> _TASK REQUIREMENTS_:
In the records below, locate the line containing "Expected output, for every instance of the roof gable, the", then output that line and all later lines exactly, through the last one.

> _PROVIDED RECORDS_:
##############################

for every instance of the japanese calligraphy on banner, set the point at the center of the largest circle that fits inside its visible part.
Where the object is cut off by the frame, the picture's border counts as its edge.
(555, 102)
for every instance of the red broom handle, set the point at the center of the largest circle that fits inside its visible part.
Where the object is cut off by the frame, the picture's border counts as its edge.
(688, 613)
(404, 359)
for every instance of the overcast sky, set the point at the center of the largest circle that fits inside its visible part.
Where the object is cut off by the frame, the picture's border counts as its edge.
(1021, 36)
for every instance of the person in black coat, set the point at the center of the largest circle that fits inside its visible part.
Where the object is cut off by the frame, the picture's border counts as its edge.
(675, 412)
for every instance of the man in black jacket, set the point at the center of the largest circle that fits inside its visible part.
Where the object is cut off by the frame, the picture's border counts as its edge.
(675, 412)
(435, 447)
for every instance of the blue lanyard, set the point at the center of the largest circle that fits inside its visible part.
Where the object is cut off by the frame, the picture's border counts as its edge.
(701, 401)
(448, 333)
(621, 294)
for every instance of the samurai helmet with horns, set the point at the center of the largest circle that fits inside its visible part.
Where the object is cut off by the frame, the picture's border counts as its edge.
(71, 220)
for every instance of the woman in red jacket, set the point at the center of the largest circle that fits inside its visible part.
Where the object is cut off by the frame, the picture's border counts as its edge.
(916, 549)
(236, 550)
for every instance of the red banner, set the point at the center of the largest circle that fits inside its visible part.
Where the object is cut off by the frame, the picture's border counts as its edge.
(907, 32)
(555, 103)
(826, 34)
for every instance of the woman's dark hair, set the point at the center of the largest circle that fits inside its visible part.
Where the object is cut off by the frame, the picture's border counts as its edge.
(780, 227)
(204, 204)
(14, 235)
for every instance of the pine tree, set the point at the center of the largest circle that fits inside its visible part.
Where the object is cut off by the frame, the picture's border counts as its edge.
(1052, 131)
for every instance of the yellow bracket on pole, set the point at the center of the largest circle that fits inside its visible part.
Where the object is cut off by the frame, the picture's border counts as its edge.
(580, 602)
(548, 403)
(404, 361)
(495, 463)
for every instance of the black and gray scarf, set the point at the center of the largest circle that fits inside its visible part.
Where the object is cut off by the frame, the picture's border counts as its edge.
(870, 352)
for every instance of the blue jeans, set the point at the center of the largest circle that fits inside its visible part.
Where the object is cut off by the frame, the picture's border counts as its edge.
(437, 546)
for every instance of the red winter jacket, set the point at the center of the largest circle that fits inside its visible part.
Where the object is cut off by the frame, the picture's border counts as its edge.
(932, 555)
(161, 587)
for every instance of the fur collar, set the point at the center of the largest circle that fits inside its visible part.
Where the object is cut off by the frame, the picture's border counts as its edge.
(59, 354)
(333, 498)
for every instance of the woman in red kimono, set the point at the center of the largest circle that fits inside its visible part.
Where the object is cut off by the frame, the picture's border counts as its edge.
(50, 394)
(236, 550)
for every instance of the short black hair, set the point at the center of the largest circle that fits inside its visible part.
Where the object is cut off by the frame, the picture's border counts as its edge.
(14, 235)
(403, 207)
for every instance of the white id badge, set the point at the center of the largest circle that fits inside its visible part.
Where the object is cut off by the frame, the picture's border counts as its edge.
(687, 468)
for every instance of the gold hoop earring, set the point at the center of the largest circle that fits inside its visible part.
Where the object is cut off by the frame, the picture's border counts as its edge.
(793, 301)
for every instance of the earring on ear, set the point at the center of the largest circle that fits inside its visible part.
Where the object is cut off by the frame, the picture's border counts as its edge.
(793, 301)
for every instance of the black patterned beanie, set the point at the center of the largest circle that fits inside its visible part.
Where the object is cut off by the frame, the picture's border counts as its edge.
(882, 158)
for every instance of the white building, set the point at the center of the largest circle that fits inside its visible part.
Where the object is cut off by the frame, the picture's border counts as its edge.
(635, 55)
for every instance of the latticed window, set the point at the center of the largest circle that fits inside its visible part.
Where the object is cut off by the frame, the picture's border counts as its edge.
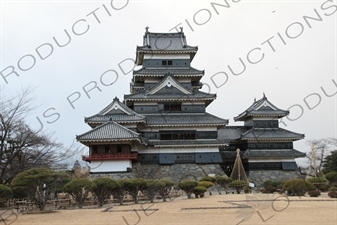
(177, 135)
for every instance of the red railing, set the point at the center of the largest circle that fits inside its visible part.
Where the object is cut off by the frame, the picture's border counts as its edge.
(108, 156)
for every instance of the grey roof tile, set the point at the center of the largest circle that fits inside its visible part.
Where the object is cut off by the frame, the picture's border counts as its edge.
(263, 154)
(165, 42)
(262, 108)
(110, 131)
(115, 111)
(174, 71)
(187, 143)
(273, 153)
(196, 95)
(270, 134)
(231, 133)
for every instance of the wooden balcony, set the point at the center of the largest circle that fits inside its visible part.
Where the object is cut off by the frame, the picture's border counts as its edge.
(109, 156)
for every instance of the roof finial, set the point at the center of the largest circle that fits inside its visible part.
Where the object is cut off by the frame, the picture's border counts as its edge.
(237, 152)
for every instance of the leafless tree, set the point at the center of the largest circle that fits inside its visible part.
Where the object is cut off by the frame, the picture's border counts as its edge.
(21, 147)
(322, 147)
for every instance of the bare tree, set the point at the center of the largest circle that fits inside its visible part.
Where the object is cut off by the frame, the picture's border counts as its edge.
(21, 147)
(315, 158)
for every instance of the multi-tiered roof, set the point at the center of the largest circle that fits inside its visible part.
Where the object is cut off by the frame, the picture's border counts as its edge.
(165, 109)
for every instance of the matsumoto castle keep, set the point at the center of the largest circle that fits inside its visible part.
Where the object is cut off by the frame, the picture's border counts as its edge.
(162, 128)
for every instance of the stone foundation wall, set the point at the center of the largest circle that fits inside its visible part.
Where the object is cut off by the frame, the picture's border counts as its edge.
(115, 176)
(258, 177)
(176, 172)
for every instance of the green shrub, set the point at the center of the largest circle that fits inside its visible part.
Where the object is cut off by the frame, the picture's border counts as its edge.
(152, 188)
(297, 187)
(188, 186)
(247, 190)
(318, 181)
(206, 184)
(270, 189)
(103, 188)
(324, 187)
(5, 192)
(223, 182)
(199, 190)
(210, 179)
(333, 194)
(270, 183)
(165, 191)
(120, 191)
(238, 185)
(79, 189)
(314, 193)
(134, 186)
(331, 177)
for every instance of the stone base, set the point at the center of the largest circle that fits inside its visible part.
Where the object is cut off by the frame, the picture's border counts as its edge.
(258, 177)
(115, 176)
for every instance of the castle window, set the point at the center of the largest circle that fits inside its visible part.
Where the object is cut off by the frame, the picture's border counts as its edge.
(177, 135)
(172, 107)
(119, 149)
(166, 62)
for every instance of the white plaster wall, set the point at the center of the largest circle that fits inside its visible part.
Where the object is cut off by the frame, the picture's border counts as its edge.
(178, 150)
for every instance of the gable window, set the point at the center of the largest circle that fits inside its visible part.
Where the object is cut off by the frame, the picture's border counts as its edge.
(166, 62)
(94, 150)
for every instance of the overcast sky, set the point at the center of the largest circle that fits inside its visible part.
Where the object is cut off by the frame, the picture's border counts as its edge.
(288, 56)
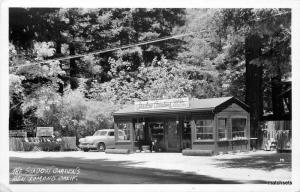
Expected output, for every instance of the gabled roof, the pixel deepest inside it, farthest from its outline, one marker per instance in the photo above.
(210, 104)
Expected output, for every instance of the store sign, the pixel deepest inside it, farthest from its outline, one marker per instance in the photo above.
(162, 104)
(44, 131)
(17, 133)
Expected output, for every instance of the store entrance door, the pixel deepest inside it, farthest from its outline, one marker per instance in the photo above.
(172, 141)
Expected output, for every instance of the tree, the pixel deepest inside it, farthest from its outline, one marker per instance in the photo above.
(264, 44)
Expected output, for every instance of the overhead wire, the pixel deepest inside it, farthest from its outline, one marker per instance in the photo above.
(128, 45)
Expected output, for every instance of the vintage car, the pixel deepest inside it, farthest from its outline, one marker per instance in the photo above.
(101, 140)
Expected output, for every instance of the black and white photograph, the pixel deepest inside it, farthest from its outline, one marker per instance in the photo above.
(149, 96)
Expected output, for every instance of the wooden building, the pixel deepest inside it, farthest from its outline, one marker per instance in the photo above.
(216, 124)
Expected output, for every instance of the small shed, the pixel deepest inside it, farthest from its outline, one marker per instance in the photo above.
(217, 124)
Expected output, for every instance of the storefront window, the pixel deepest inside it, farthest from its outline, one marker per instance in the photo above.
(204, 129)
(222, 129)
(124, 131)
(139, 132)
(238, 128)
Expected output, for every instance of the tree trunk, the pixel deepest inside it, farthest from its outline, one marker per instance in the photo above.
(254, 91)
(277, 101)
(73, 68)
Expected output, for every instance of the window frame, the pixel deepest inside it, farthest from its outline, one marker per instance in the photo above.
(245, 131)
(204, 133)
(130, 124)
(225, 129)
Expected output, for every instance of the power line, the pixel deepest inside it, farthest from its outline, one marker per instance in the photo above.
(107, 50)
(132, 45)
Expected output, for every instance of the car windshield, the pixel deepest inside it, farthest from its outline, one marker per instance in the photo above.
(100, 133)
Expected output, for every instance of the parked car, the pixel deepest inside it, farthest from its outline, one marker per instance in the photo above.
(101, 140)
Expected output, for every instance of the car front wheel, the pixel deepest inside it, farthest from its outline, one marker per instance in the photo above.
(101, 147)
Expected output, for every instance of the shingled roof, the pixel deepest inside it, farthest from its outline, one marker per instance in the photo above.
(195, 105)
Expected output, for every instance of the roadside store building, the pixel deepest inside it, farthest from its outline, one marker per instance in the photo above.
(217, 124)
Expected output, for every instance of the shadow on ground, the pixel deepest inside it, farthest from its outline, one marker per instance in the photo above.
(267, 162)
(102, 171)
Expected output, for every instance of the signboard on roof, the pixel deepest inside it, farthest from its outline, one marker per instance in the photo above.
(162, 104)
(17, 133)
(44, 131)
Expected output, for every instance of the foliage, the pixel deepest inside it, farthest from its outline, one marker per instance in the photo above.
(77, 96)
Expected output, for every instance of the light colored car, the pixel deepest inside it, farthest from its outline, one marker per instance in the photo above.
(101, 140)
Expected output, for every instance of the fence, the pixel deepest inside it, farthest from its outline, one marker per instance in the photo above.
(281, 132)
(33, 143)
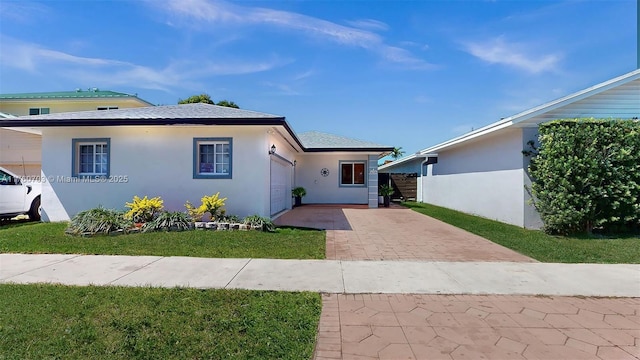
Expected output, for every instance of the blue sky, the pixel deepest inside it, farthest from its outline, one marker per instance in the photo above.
(399, 73)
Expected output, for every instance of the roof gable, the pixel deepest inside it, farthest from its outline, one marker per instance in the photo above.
(625, 87)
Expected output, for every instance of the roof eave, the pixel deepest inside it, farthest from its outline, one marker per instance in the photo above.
(17, 122)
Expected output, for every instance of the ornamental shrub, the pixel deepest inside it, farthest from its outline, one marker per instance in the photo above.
(143, 210)
(586, 175)
(213, 205)
(98, 221)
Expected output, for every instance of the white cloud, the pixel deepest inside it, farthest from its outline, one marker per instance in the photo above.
(369, 24)
(217, 12)
(35, 58)
(499, 51)
(22, 11)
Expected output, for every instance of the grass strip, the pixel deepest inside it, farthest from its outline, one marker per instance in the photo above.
(55, 322)
(49, 238)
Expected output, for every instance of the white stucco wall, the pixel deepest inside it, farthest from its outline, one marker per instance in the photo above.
(157, 161)
(485, 177)
(326, 190)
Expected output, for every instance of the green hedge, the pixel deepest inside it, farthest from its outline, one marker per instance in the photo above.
(586, 175)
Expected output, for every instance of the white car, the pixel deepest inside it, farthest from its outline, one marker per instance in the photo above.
(18, 197)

##############################

> _COMPLETED EXERCISE_:
Expected output, for every instance of the roof gable, the pixel deepest inside it, farthest from its outline, one marker per instance in the photo above.
(625, 87)
Expected output, for every instance of the roof eave, the pixel deepest inside it, farthest from its outline, one marker per instance in the photo above.
(17, 122)
Expected output, for every instance of the ornamental shrub, the pixel deepest inside it, farthest from its outline, one marker per instance in the photo above.
(143, 210)
(586, 175)
(213, 205)
(98, 221)
Expected output, for every instance of the white cloud, the pixel deepest inside it, farthest from its outline, one marker per instance in the photo above.
(369, 24)
(217, 12)
(35, 58)
(499, 51)
(22, 11)
Expected output, for every instance of the grass strip, the pixel deepest inside it, farthest from its outline, one marker per instance in the photo above.
(55, 322)
(49, 238)
Expected output, for every instance of the white stucco wall, the pixel deepest inside it, farthest from its outline, one marker per instance in the photo above.
(157, 161)
(485, 177)
(326, 190)
Expected output, for every instance of the green hedge, the pixel deepest inside it, farthest from its outline, one marker per instance in the photo above.
(586, 175)
Expected output, for every instance of the white car, the pixel deepest inside it, farthest from its outline, one marker per instance in the photo above.
(18, 197)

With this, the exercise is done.